CHALLENGE
Give the number of lines in the entries below that contain the string "grass", where case matters. Reply with that number alone.

>>>>>

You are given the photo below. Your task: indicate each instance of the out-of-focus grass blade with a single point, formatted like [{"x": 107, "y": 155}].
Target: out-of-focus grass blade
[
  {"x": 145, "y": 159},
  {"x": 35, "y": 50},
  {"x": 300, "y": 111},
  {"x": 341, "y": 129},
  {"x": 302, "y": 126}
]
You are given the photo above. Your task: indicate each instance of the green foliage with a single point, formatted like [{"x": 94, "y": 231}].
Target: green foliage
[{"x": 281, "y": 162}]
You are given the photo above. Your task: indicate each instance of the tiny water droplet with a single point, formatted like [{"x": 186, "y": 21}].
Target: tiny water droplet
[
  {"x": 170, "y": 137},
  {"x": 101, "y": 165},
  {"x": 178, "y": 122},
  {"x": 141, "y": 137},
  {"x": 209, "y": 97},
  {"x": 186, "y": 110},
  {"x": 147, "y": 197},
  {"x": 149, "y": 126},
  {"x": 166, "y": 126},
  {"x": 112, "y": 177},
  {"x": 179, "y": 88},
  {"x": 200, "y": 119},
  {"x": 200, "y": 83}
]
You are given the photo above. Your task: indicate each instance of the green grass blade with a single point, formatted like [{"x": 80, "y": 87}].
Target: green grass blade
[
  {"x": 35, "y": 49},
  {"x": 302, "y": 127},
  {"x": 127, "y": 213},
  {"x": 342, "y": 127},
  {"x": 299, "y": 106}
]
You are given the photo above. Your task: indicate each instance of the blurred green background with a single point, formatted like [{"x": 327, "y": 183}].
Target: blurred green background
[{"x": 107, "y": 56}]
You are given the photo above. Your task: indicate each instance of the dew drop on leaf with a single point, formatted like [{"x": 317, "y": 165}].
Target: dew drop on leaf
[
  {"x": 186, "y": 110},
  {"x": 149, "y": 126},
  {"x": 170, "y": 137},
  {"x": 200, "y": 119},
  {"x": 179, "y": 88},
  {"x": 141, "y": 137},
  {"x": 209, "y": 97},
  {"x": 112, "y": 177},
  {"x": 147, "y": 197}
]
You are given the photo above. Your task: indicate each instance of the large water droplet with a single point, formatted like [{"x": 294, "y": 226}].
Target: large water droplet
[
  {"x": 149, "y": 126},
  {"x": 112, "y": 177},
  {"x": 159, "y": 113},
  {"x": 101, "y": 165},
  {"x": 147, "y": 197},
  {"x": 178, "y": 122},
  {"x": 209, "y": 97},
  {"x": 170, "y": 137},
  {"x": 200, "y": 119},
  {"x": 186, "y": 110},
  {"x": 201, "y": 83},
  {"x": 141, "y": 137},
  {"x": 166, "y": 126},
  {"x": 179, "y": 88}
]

<<<<<
>>>>>

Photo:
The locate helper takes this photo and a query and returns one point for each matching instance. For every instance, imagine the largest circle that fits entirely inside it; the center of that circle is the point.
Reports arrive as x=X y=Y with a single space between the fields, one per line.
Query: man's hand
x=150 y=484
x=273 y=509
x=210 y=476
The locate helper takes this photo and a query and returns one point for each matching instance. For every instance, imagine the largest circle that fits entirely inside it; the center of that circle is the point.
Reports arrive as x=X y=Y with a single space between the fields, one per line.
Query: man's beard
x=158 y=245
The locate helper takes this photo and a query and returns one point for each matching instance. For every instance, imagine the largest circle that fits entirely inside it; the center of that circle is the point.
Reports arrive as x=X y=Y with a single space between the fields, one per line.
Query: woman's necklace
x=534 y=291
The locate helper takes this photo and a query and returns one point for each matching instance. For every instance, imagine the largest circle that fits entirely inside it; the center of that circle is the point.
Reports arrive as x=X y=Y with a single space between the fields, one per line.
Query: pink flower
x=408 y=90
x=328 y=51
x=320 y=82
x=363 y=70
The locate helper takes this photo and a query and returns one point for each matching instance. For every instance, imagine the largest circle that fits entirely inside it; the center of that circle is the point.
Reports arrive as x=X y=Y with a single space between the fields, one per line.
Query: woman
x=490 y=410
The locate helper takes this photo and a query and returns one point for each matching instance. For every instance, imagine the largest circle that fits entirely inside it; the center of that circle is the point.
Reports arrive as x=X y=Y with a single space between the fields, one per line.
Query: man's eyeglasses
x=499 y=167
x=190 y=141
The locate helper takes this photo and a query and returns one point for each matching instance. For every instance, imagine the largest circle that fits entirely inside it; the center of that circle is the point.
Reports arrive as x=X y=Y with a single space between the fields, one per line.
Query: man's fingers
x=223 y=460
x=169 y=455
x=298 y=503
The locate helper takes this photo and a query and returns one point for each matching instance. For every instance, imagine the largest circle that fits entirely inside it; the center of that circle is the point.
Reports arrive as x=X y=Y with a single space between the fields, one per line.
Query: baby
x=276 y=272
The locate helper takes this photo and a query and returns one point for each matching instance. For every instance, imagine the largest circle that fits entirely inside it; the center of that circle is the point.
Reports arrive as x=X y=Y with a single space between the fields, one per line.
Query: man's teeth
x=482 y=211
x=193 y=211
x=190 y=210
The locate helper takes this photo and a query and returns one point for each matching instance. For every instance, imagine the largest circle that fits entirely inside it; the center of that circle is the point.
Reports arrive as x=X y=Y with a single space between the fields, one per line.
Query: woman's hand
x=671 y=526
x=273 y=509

<<<<<

RESPONSE TO THIS EXERCISE
4